**EXTRACT PROVIDED**:
·····

All of the above variable classes have constructors in which their
initial value may be set.  For example, `new IntegerVariable(3)` will
create a new variable whose initial value is 3.

Some of the above variable types have specializations for the case in
which human-labeled gold-standard target values are known.  These
specializations inherit from the `LabeledVar` trait which provides a
method `targetValue` that returns this gold-standard target value.
The target value is stored separately and may be different from the
variable's current global assignment value.  For example, if `i1` is a
`LabeledIntegerVariable` we can determine if the variable is currently
assigned to its gold-standard target value by evaluating the boolean
expression `i1.value == i1.targetValue`.  (The method `valueIsTarget`
is a convenient short-hand for this test.)  In almost all cases the
target value is initialized to be the value provided in the variable
constructor.

Common `LabeledVar` sub-classes include:

* LabeledDiscreteVariable
* LabeledCategoricalVariable[A]
* LabeledBooleanVariable
* LabeledStringVariable
* LabeledIntegerValue
* LabeledDoubleValue
* LabeledRealValue

All the above variable types are common in existing graphical models.
However, FACTORIE also has random variables for representing less
traditional values.  Although these may seem like peculiar value types
for a graphical model, they nonetheless can be scored by a factor, and
are often useful in FACTORIE programs.

·····

**WHAT NEEDS TO BE DONE**:
Could you set down the passage above on FACTORIE variable classes and their labeled versions, word for word and in full?

Segmentation mask data:
·····

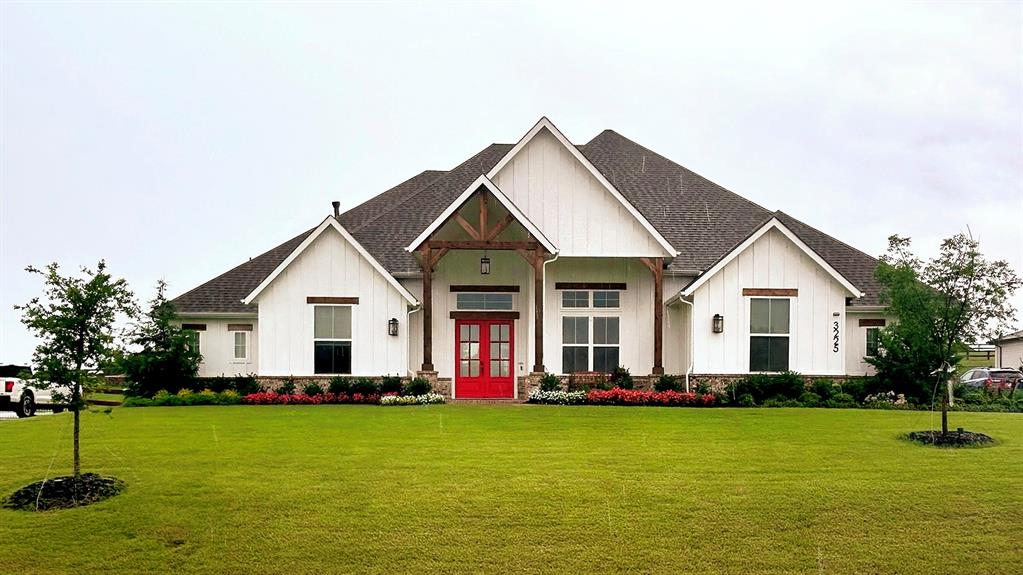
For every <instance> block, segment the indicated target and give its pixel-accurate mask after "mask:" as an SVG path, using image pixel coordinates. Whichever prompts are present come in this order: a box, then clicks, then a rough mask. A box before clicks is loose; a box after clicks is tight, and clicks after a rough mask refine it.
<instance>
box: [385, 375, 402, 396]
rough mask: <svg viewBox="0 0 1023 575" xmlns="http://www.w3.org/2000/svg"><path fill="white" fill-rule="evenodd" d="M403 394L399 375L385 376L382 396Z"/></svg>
mask: <svg viewBox="0 0 1023 575" xmlns="http://www.w3.org/2000/svg"><path fill="white" fill-rule="evenodd" d="M388 393H398V394H400V393H401V378H399V377H397V375H384V377H383V378H381V394H388Z"/></svg>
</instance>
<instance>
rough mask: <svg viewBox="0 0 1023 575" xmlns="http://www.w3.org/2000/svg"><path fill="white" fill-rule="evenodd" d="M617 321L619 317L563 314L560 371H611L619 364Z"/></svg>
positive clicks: (619, 324)
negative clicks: (567, 314)
mask: <svg viewBox="0 0 1023 575" xmlns="http://www.w3.org/2000/svg"><path fill="white" fill-rule="evenodd" d="M620 324H621V320H620V319H619V318H618V317H604V316H597V317H589V316H584V315H577V316H565V317H563V318H562V372H563V373H577V372H579V371H590V370H593V371H603V372H606V373H610V372H611V371H612V370H614V368H615V367H618V365H619V356H620V345H619V344H620V336H619V331H620ZM590 366H592V367H590Z"/></svg>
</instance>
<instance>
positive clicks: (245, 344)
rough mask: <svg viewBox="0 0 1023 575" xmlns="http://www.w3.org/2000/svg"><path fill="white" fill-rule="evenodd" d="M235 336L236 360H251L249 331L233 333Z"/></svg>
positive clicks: (231, 332)
mask: <svg viewBox="0 0 1023 575" xmlns="http://www.w3.org/2000/svg"><path fill="white" fill-rule="evenodd" d="M231 333H232V334H234V356H233V357H234V360H235V361H243V360H246V359H249V331H231Z"/></svg>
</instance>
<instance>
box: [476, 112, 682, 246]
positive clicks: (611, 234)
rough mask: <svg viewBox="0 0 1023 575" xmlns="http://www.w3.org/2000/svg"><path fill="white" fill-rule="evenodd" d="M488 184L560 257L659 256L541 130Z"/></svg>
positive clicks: (552, 141) (651, 242)
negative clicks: (511, 207) (505, 199)
mask: <svg viewBox="0 0 1023 575" xmlns="http://www.w3.org/2000/svg"><path fill="white" fill-rule="evenodd" d="M492 179H493V182H494V183H495V184H496V185H497V187H498V188H500V190H501V191H502V192H504V194H505V195H507V196H508V198H510V200H511V202H514V203H515V204H516V206H518V207H519V209H520V210H522V212H523V214H525V215H526V217H527V218H529V219H530V221H531V222H533V223H534V224H535V225H536V226H537V227H538V228H539V229H540V231H542V232H543V234H544V235H545V236H547V238H548V239H550V240H551V241H552V242H553V244H554V246H557V247H558V249H559V252H560V254H561V255H562V256H563V257H579V256H605V257H615V256H649V257H658V256H665V253H664V249H663V248H662V247H661V246H660V245H659V244H658V242H657V240H656V239H655V238H654V236H653V235H651V233H650V232H649V231H648V230H647V229H646V228H643V226H642V225H641V224H640V223H639V222H638V221H637V220H636V219H635V218H634V217H633V216H632V214H630V213H629V212H628V211H627V210H626V209H625V208H624V207H623V206H622V205H621V204H620V203H619V202H618V200H616V198H615V197H614V196H613V195H612V194H611V192H609V191H608V190H607V189H606V188H605V187H604V186H603V185H602V184H601V182H599V181H597V179H596V178H595V177H593V175H592V174H591V173H590V172H589V171H588V170H587V169H586V167H585V166H583V165H582V164H580V163H579V161H578V160H576V159H575V158H574V157H573V156H572V153H571V152H570V151H569V150H568V149H566V147H565V146H564V145H562V143H561V142H560V141H558V139H557V138H555V137H554V136H553V135H552V134H551V133H550V132H549V131H547V129H546V128H544V129H542V130H541V131H540V132H539V133H537V134H536V136H534V137H533V139H531V140H530V141H529V142H528V143H527V144H526V146H525V147H523V148H522V149H521V150H520V151H519V153H518V154H516V157H515V158H513V159H511V161H510V162H508V163H507V164H506V165H505V166H504V167H503V168H501V170H500V172H498V173H497V174H496V176H495V177H494V178H492Z"/></svg>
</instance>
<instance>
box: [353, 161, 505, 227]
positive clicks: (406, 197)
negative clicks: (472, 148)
mask: <svg viewBox="0 0 1023 575" xmlns="http://www.w3.org/2000/svg"><path fill="white" fill-rule="evenodd" d="M495 145H507V144H499V143H491V144H489V145H487V147H485V148H483V149H481V150H480V151H477V152H476V153H474V154H473V156H471V157H470V158H469V159H468V160H465V161H464V162H462V163H461V164H458V165H457V166H455V167H454V168H451V169H450V170H448V171H447V172H444V176H447V175H449V174H450V173H451V172H454V171H455V170H457V169H458V168H461V167H462V166H464V165H465V164H469V163H470V162H472V161H473V160H475V159H476V158H478V157H479V156H480V154H481V153H483V152H484V151H486V150H488V149H490V148H491V147H493V146H495ZM444 176H438V177H437V178H435V179H433V180H431V181H430V182H429V183H427V184H425V185H424V186H422V187H420V188H418V189H416V190H415V191H413V192H412V193H410V194H408V196H407V197H405V198H404V200H402V201H401V202H396V203H395V204H394V205H392V206H391V207H390V208H388V209H387V210H384V211H383V212H381V213H380V214H377V215H376V216H375V217H373V218H371V219H369V220H367V221H366V223H365V224H363V225H360V226H359V227H358V228H356V229H362V228H364V227H365V226H366V225H369V223H371V222H373V221H376V220H377V219H380V218H381V217H383V216H384V215H386V214H389V213H391V212H393V211H394V210H395V209H396V208H398V207H399V206H404V205H405V204H407V203H408V201H409V200H412V198H413V197H415V196H416V195H418V194H420V193H422V192H424V191H425V190H426V189H427V188H430V187H433V185H434V184H435V183H437V182H438V181H440V180H441V179H442V178H443V177H444ZM351 231H352V232H353V233H354V232H355V231H356V230H351Z"/></svg>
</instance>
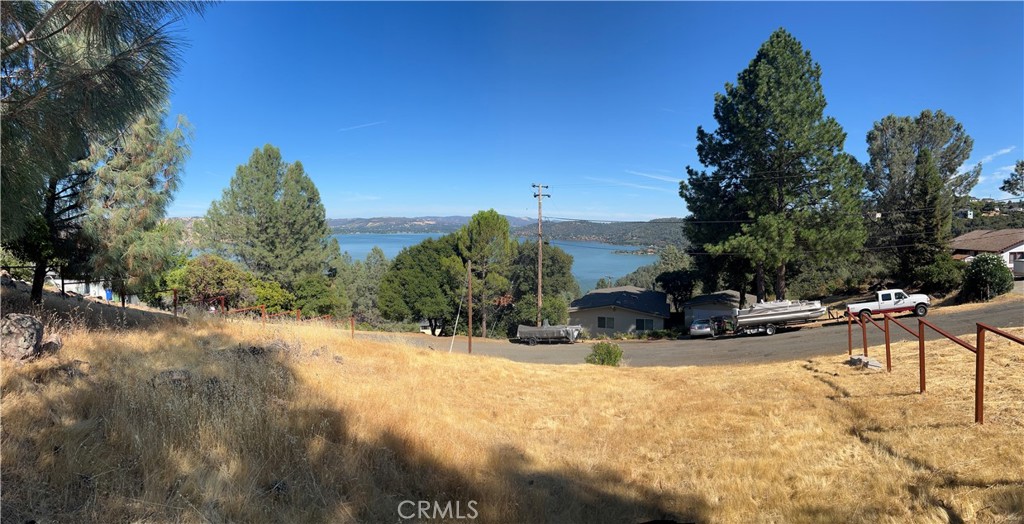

·····

**TASK OUTPUT**:
All of the above variable classes have constructors in which their
initial value may be set.  For example, `new IntegerVariable(3)` will
create a new variable whose initial value is 3.

Some of the above variable types have specializations for the case in
which human-labeled gold-standard target values are known.  These
specializations inherit from the `LabeledVar` trait which provides a
method `targetValue` that returns this gold-standard target value.
The target value is stored separately and may be different from the
variable's current global assignment value.  For example, if `i1` is a
`LabeledIntegerVariable` we can determine if the variable is currently
assigned to its gold-standard target value by evaluating the boolean
expression `i1.value == i1.targetValue`.  (The method `valueIsTarget`
is a convenient short-hand for this test.)  In almost all cases the
target value is initialized to be the value provided in the variable
constructor.

Common `LabeledVar` sub-classes include:

* LabeledDiscreteVariable
* LabeledCategoricalVariable[A]
* LabeledBooleanVariable
* LabeledStringVariable
* LabeledIntegerValue
* LabeledDoubleValue
* LabeledRealValue

All the above variable types are common in existing graphical models.
However, FACTORIE also has random variables for representing less
traditional values.  Although these may seem like peculiar value types
for a graphical model, they nonetheless can be scored by a factor, and
are often useful in FACTORIE programs.